How many lines in the items below contain the word "mouth"? Reply with only the number.

_Input data_

* START *

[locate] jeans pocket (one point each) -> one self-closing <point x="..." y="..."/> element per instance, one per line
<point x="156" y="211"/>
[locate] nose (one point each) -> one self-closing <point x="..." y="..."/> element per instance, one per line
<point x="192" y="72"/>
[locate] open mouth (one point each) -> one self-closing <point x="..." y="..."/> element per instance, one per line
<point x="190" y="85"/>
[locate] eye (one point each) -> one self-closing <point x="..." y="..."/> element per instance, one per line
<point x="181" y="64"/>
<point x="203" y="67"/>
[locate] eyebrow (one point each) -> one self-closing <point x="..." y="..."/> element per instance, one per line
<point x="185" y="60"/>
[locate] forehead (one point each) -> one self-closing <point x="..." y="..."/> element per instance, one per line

* END *
* START *

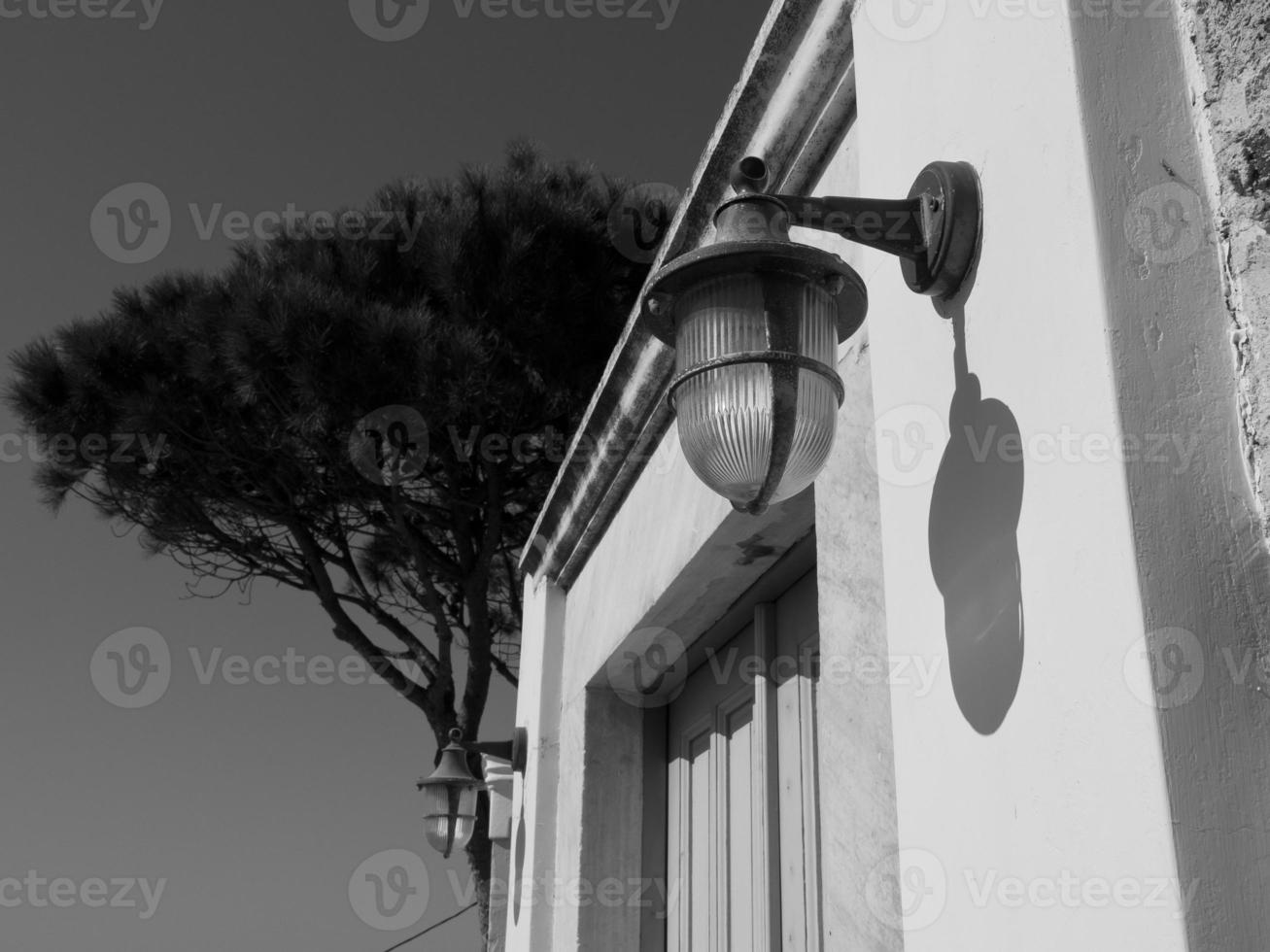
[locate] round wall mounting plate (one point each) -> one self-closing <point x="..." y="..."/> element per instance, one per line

* END *

_Solution to this exercise_
1